- EXERCISE DESCRIPTION:
Please give the data again in full, exactly as it reads.

- DATASET ENTRIES:
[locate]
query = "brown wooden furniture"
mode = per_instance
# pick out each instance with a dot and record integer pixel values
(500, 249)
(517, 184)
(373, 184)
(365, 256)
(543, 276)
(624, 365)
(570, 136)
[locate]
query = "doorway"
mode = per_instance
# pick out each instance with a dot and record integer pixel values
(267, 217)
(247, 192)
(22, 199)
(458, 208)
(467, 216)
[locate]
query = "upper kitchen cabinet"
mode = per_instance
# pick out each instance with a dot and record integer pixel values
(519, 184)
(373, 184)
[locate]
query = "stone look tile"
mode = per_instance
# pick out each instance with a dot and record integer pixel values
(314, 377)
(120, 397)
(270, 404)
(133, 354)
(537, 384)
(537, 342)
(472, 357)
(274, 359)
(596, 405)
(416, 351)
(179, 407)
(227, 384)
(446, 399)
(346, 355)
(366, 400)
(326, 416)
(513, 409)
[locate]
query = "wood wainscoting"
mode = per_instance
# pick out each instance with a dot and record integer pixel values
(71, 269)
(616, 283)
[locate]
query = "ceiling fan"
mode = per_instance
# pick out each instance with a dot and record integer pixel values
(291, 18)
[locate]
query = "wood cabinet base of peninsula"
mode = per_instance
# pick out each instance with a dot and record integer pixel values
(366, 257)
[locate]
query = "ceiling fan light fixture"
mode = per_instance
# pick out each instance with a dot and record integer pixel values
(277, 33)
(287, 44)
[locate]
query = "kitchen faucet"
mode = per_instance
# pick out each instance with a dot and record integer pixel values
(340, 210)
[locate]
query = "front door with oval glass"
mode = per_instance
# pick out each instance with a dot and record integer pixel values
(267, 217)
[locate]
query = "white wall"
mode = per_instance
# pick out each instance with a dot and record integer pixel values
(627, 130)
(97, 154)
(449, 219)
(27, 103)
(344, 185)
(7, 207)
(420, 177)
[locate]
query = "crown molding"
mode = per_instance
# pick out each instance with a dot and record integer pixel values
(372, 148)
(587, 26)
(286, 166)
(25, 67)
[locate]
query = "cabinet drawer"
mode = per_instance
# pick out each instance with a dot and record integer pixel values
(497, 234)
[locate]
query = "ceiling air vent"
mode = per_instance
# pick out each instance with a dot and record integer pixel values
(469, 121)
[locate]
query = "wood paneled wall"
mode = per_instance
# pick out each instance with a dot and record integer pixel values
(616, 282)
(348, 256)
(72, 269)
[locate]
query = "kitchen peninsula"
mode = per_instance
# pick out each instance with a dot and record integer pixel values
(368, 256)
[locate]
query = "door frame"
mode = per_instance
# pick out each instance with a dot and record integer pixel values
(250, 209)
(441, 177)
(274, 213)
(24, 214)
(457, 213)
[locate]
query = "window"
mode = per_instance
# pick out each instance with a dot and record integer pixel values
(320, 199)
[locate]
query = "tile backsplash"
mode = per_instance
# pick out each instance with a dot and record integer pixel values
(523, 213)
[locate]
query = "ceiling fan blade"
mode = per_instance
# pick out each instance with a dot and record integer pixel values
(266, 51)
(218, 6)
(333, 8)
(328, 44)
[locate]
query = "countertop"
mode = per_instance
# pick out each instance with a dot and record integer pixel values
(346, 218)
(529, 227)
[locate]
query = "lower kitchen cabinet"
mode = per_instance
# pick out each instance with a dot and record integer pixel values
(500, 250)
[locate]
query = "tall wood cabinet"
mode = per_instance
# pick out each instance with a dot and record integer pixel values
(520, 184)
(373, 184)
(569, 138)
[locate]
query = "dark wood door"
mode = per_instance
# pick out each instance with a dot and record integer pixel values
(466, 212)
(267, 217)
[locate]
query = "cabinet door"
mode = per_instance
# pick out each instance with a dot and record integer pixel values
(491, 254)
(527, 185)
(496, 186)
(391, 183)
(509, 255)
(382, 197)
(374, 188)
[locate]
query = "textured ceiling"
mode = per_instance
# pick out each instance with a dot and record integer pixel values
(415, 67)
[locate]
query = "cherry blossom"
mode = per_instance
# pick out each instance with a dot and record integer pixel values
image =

- YOUR SOLUTION:
[locate]
query = "brown wooden furniture"
mode = per_instance
# pick out each instance with a dot and record integer pixel values
(500, 249)
(517, 184)
(373, 184)
(365, 256)
(543, 276)
(624, 365)
(570, 136)
[locate]
query = "doorway"
mode = per_instance
# pick out each instance with a dot and record integer pixel values
(267, 217)
(247, 192)
(22, 199)
(458, 208)
(467, 216)
[locate]
query = "upper kitchen cabinet"
mode = per_instance
# pick out each instance with a dot and record integer pixel values
(519, 184)
(373, 184)
[locate]
query = "stone look tile"
mode = per_instance
# pick out each instance with a dot and record integer pixel values
(314, 377)
(120, 397)
(270, 404)
(133, 354)
(537, 384)
(537, 342)
(472, 357)
(274, 359)
(596, 405)
(416, 351)
(179, 407)
(227, 384)
(446, 399)
(346, 355)
(366, 400)
(326, 416)
(513, 409)
[locate]
query = "wood wainscoting"
mode = per_instance
# pick out each instance with a dot and record integer pixel values
(71, 269)
(616, 283)
[locate]
query = "ceiling fan"
mode = per_instance
# pick out each instance with a dot and record integer pixel values
(291, 18)
[locate]
query = "wood cabinet base of peninsula"
mode = per_instance
# pick out each instance with a dot and record integer pixel values
(366, 257)
[locate]
query = "ceiling fan light fixture"
mode = per_instance
# pick out each instance with a dot and record integer pixel values
(277, 33)
(287, 44)
[locate]
query = "kitchen faucet"
mode = per_instance
# pick out each instance with a dot and record integer pixel values
(340, 210)
[locate]
query = "front door with oval glass"
mode = per_instance
# pick out each instance with a dot and record integer pixel values
(267, 217)
[locate]
query = "white wall"
mode = per_instance
# pick out each instance with a dot and record integer pixel values
(627, 130)
(97, 154)
(449, 219)
(27, 103)
(344, 185)
(7, 207)
(420, 177)
[locate]
query = "crown molding"
mode = per_instance
# pick out each instance with a dot and record integer pixel values
(372, 148)
(587, 26)
(286, 166)
(25, 67)
[locate]
query = "cabinet drawer"
mode = per_instance
# pick out each instance with a dot and record integer pixel values
(497, 234)
[locate]
query = "ceiling air vent"
mode = per_instance
# pick out each instance with a dot and record integer pixel values
(469, 121)
[locate]
query = "wood paneled wall"
mode = per_instance
# pick out each instance with a dot and record integer pixel values
(616, 282)
(348, 256)
(72, 269)
[locate]
query = "kitchen peninsula"
mode = per_instance
# pick out each instance with a dot and record integer pixel values
(368, 256)
[locate]
query = "door frame"
mode = per_instance
# pick out each instance with a dot and record integer pixel values
(250, 209)
(441, 177)
(274, 213)
(24, 214)
(457, 213)
[locate]
query = "window"
mode = per_instance
# pick out each instance with a dot and record integer pixel values
(320, 199)
[locate]
query = "tile backsplash"
mode = per_instance
# pick out each instance with a dot and record integer pixel values
(523, 213)
[locate]
query = "ceiling fan blade"
mode = per_instance
# pick out each instance with a dot and record integer pixel values
(266, 51)
(218, 6)
(333, 8)
(328, 44)
[locate]
query = "countertop"
mode = per_instance
# pick out each instance with a dot and record integer pixel values
(346, 218)
(529, 227)
[locate]
query = "lower kitchen cabinet"
mode = per_instance
# pick out each instance with a dot and record integer pixel values
(500, 250)
[locate]
query = "tall wood cabinet"
mode = per_instance
# pick out each instance with a dot and record integer pixel values
(520, 184)
(373, 184)
(569, 138)
[locate]
query = "dark wood door"
mode = per_instance
# pick out each instance with a dot and record integer pixel values
(466, 212)
(267, 217)
[locate]
query = "cabinet door"
mode = per_instance
# pick out each instance with a dot and record integer pixel values
(491, 254)
(527, 185)
(496, 186)
(391, 183)
(509, 255)
(382, 197)
(374, 188)
[locate]
query = "textured ceiling"
mode = per_instance
# pick out each instance with a dot and record integer pixel values
(415, 67)
[locate]
query = "cherry blossom"
mode = per_instance
# pick out each instance with a dot and record integer pixel values
image =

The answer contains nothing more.